▶ REQUEST
In the listing below, reproduce verbatim everything from the line containing "Can you find the donkey's belly?" down to the line containing "point(234, 239)", both included, and nothing else.

▶ SUPPLIED INFORMATION
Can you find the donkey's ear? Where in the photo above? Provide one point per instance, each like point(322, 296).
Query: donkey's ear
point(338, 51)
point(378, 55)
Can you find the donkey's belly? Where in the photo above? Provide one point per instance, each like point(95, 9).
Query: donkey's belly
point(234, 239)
* * *
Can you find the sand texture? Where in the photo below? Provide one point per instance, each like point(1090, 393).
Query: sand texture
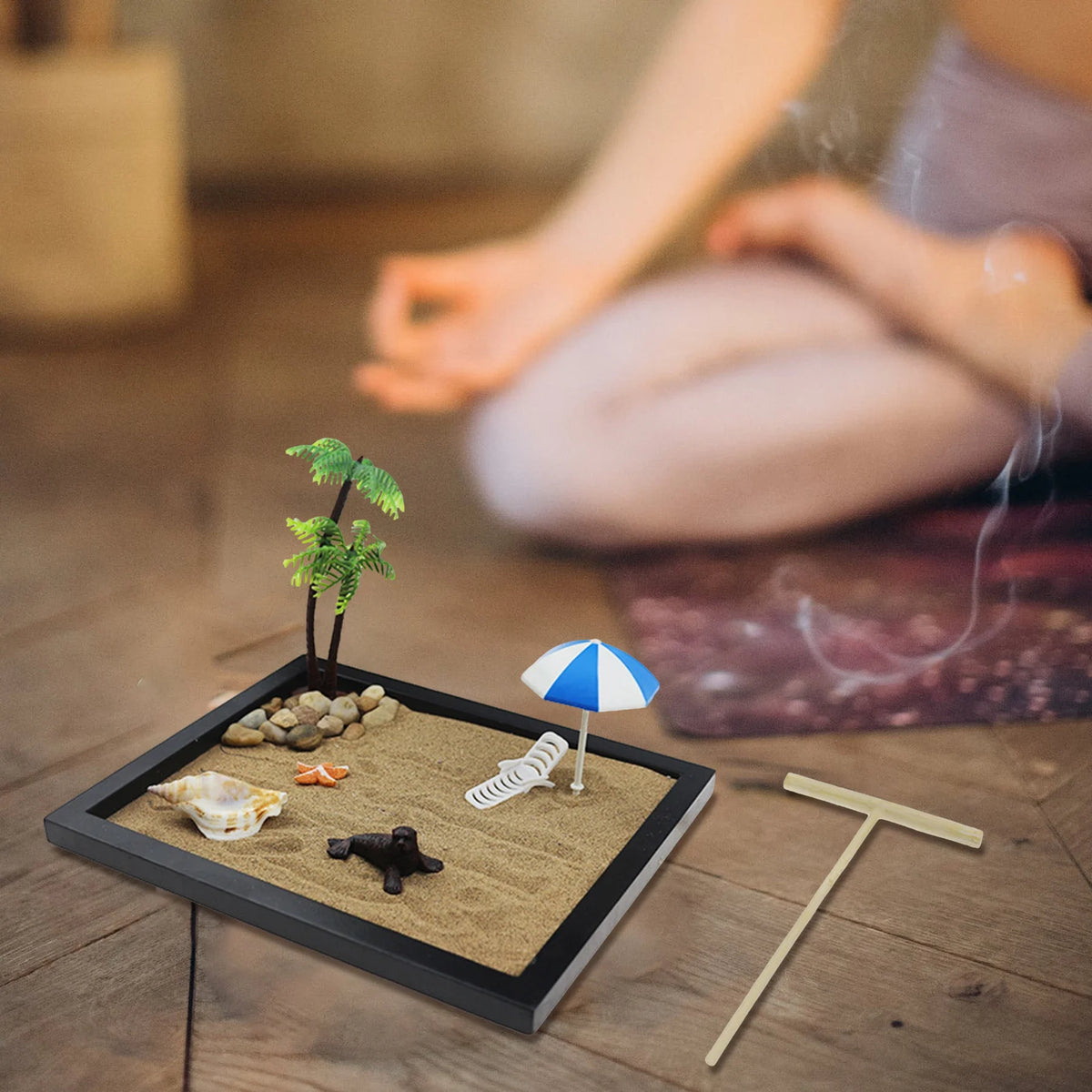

▶ RESULT FOR THIS TASK
Can you find the donkey's belly? Where in the photo above? Provide one point per instance, each like point(95, 9).
Query: donkey's belly
point(234, 239)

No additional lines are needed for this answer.